- [ENTRIES SHOWN]
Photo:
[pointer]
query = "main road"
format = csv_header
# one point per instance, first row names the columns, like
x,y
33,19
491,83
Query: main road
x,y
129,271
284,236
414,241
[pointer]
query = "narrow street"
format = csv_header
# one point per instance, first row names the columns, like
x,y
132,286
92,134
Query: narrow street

- [WRITTEN REQUEST]
Reproduce all of the items above verbatim, with no alterations.

- [OUTPUT OF THE EXERCISE]
Photo:
[pointer]
query = "main road"
format = csv_header
# one point per instance, first row names the columns, like
x,y
33,19
491,83
Query: main road
x,y
129,271
284,236
414,241
[pointer]
query = "narrow street"
format = csv_header
# one point per instance, first row names the columns, like
x,y
132,286
92,134
Query: narrow street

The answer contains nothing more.